* [DO THIS] Put the records from the line with "Find the red tile" to the line with "left=1239, top=505, right=1288, bottom=560", both included, into a Markdown table with the columns Row and Line. Number each row and leave out blank lines.

* [DATA RECORDS]

*-*-*

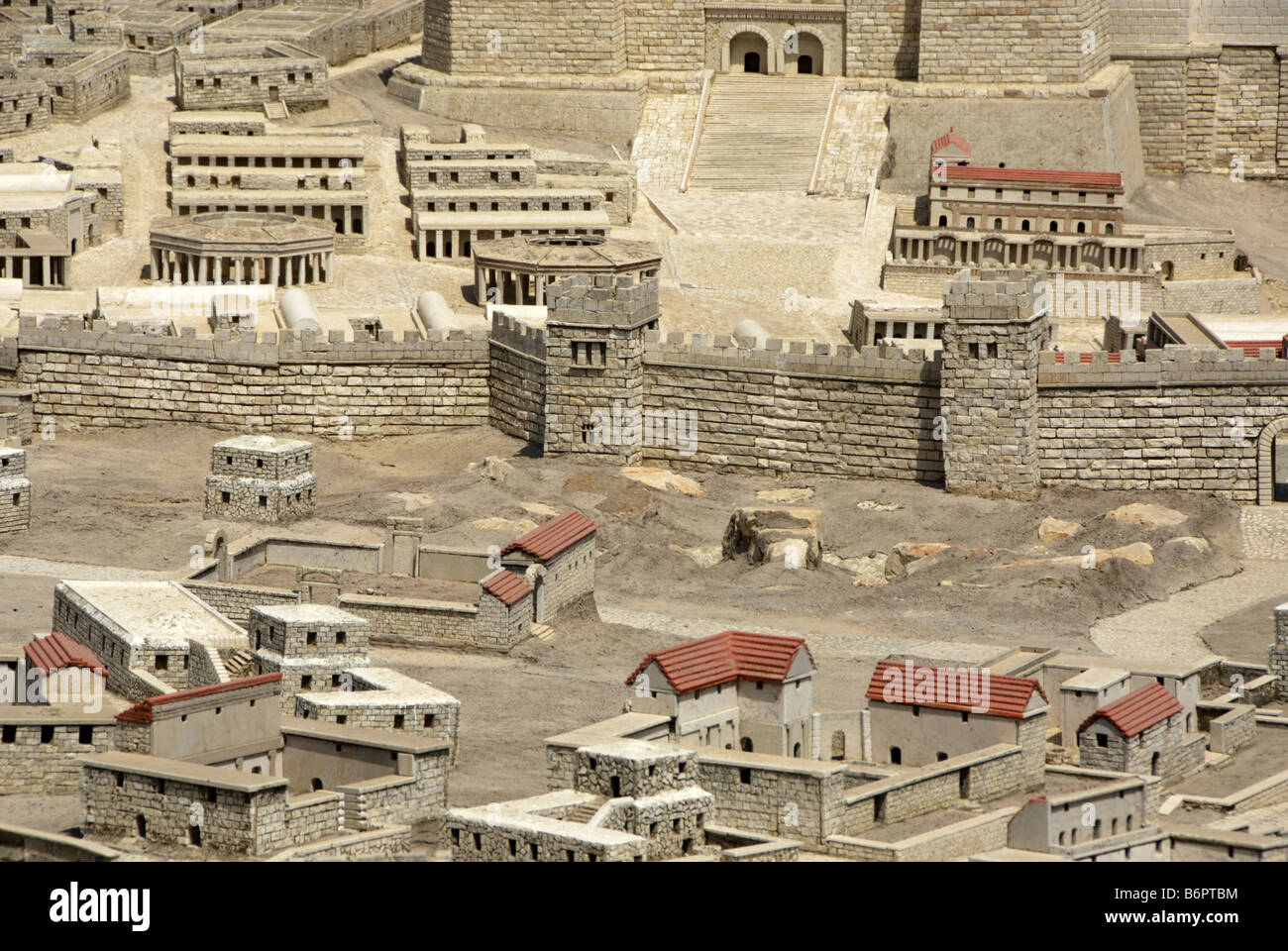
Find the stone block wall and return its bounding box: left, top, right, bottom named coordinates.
left=917, top=0, right=1109, bottom=82
left=0, top=445, right=31, bottom=535
left=845, top=3, right=916, bottom=80
left=698, top=753, right=845, bottom=848
left=1038, top=350, right=1288, bottom=501
left=447, top=810, right=648, bottom=862
left=488, top=312, right=546, bottom=442
left=643, top=334, right=943, bottom=482
left=622, top=0, right=704, bottom=71
left=336, top=746, right=451, bottom=830
left=0, top=705, right=116, bottom=796
left=340, top=594, right=481, bottom=647
left=183, top=581, right=300, bottom=627
left=1208, top=703, right=1257, bottom=753
left=421, top=0, right=626, bottom=76
left=18, top=321, right=489, bottom=438
left=1267, top=604, right=1288, bottom=699
left=476, top=588, right=530, bottom=651
left=0, top=77, right=53, bottom=136
left=939, top=273, right=1050, bottom=497
left=81, top=764, right=290, bottom=856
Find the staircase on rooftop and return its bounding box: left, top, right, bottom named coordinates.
left=690, top=74, right=834, bottom=194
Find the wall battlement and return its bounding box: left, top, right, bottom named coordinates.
left=644, top=331, right=940, bottom=382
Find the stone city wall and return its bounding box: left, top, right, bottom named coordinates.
left=1038, top=348, right=1288, bottom=501
left=638, top=334, right=943, bottom=480
left=18, top=320, right=488, bottom=438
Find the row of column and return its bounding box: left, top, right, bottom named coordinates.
left=416, top=228, right=608, bottom=261
left=174, top=201, right=362, bottom=235
left=899, top=237, right=1141, bottom=271
left=152, top=248, right=335, bottom=287
left=0, top=254, right=67, bottom=287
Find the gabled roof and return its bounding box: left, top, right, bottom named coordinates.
left=501, top=509, right=599, bottom=562
left=22, top=631, right=107, bottom=676
left=867, top=660, right=1047, bottom=719
left=626, top=630, right=815, bottom=693
left=944, top=165, right=1124, bottom=189
left=116, top=670, right=282, bottom=723
left=1078, top=683, right=1181, bottom=737
left=483, top=570, right=532, bottom=607
left=930, top=126, right=970, bottom=155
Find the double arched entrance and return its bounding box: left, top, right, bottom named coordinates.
left=720, top=25, right=836, bottom=76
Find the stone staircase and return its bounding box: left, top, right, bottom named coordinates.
left=564, top=796, right=608, bottom=825
left=690, top=76, right=833, bottom=194
left=224, top=648, right=259, bottom=681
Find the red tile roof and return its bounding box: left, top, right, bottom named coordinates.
left=501, top=509, right=599, bottom=562
left=22, top=631, right=107, bottom=676
left=867, top=660, right=1047, bottom=719
left=116, top=672, right=282, bottom=723
left=944, top=165, right=1124, bottom=189
left=1078, top=683, right=1181, bottom=737
left=930, top=128, right=970, bottom=155
left=483, top=571, right=532, bottom=607
left=626, top=630, right=814, bottom=693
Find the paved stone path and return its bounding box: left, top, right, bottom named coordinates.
left=1091, top=560, right=1284, bottom=661
left=0, top=556, right=176, bottom=581
left=596, top=595, right=1006, bottom=664
left=1239, top=505, right=1288, bottom=560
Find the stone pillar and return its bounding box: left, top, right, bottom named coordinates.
left=1267, top=604, right=1288, bottom=699
left=939, top=270, right=1050, bottom=498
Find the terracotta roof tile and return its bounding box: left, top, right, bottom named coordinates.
left=501, top=509, right=599, bottom=562
left=1078, top=683, right=1181, bottom=737
left=943, top=165, right=1124, bottom=189
left=483, top=571, right=532, bottom=607
left=22, top=631, right=107, bottom=674
left=867, top=660, right=1047, bottom=719
left=116, top=672, right=282, bottom=723
left=626, top=630, right=814, bottom=693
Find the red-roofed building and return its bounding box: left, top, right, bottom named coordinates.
left=17, top=631, right=107, bottom=705
left=478, top=569, right=535, bottom=651
left=501, top=509, right=599, bottom=624
left=626, top=630, right=815, bottom=758
left=116, top=672, right=282, bottom=776
left=867, top=660, right=1051, bottom=789
left=1077, top=683, right=1206, bottom=779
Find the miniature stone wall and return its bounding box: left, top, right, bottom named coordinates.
left=488, top=312, right=546, bottom=442
left=0, top=445, right=31, bottom=535
left=205, top=436, right=317, bottom=522
left=1267, top=604, right=1288, bottom=699
left=421, top=0, right=626, bottom=76
left=0, top=703, right=116, bottom=796
left=18, top=321, right=488, bottom=438
left=0, top=77, right=53, bottom=136
left=81, top=754, right=293, bottom=856
left=698, top=750, right=850, bottom=848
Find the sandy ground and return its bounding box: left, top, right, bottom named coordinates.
left=0, top=427, right=1265, bottom=815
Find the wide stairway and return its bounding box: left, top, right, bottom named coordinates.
left=690, top=76, right=833, bottom=194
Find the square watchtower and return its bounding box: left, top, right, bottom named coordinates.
left=206, top=436, right=317, bottom=522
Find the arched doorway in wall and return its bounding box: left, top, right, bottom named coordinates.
left=729, top=33, right=769, bottom=74
left=1257, top=416, right=1288, bottom=505
left=783, top=30, right=827, bottom=76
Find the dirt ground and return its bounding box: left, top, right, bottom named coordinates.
left=0, top=427, right=1265, bottom=812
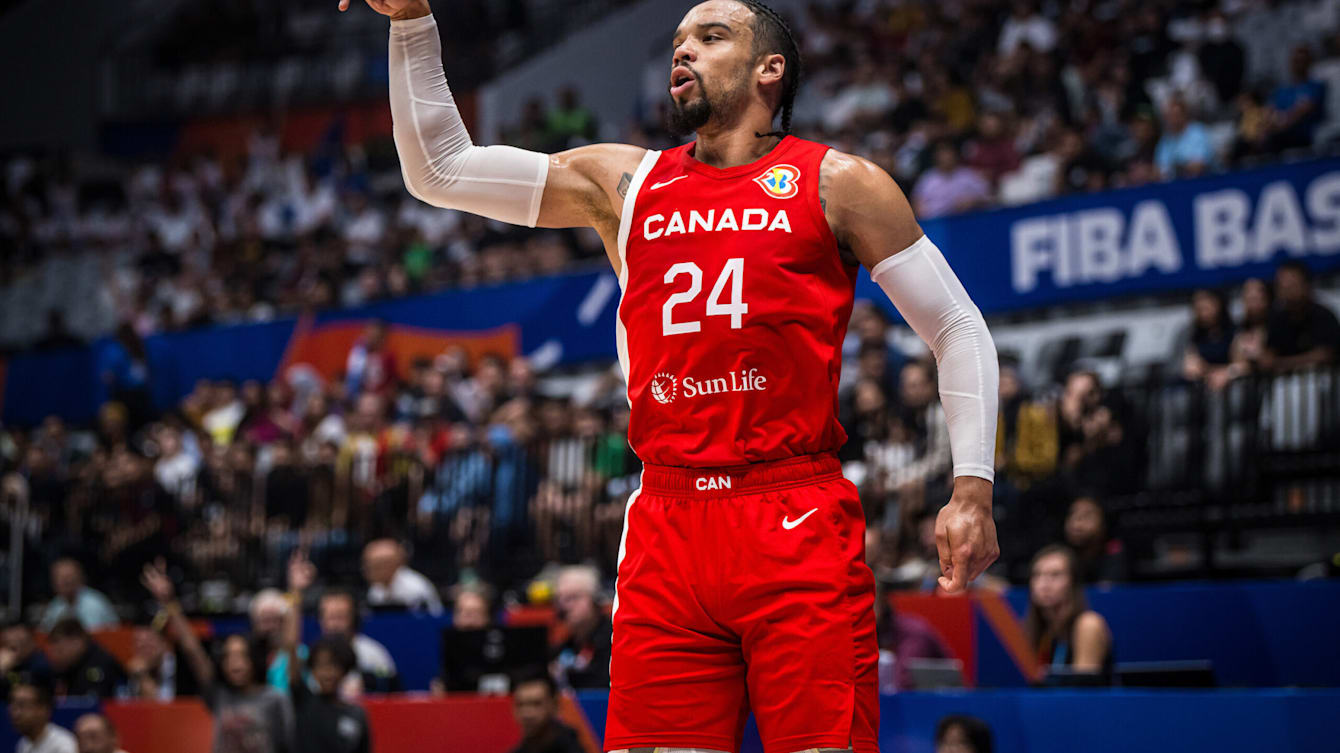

*-*-*

* [WRITTEN SOLUTION]
| Row | Line |
|---|---|
| 1 | Find the red tile roof and return its bounding box: left, top, right, bottom named coordinates. |
| 2 | left=501, top=509, right=599, bottom=562 |
| 3 | left=22, top=631, right=107, bottom=676 |
| 4 | left=867, top=660, right=1047, bottom=719 |
| 5 | left=116, top=672, right=282, bottom=723 |
| 6 | left=944, top=165, right=1124, bottom=189 |
| 7 | left=1078, top=683, right=1181, bottom=737 |
| 8 | left=930, top=128, right=970, bottom=155 |
| 9 | left=483, top=571, right=532, bottom=607 |
| 10 | left=626, top=630, right=814, bottom=693 |
| 11 | Find the paved stone path and return its bounding box: left, top, right, bottom named coordinates. |
| 12 | left=1091, top=560, right=1284, bottom=661 |
| 13 | left=0, top=556, right=176, bottom=581 |
| 14 | left=596, top=595, right=1006, bottom=664 |
| 15 | left=1239, top=505, right=1288, bottom=560 |